Start of AVAILABLE DATA

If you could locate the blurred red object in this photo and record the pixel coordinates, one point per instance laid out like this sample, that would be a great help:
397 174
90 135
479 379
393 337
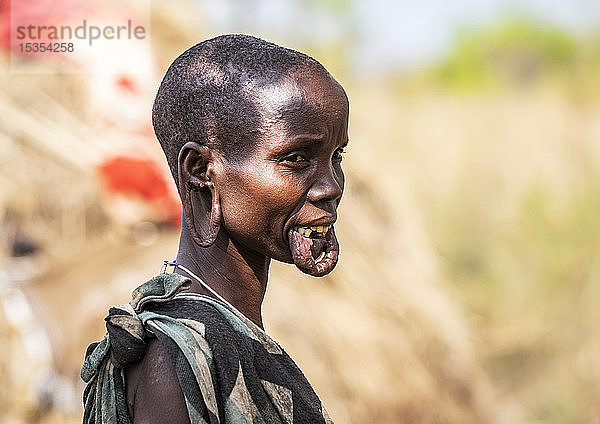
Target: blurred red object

End of AVAILABLE DATA

> JOB:
Rewrite every line of the items above as a numbered list, skipping blank lines and leaving out the pictures.

> REPLY:
1. If you could locate the blurred red object in this photo and record the pixel coordinates, one point per instance laid out like this sample, that would be a great help:
2. 397 174
3. 90 135
4. 479 379
5. 393 337
6. Target: blurred red object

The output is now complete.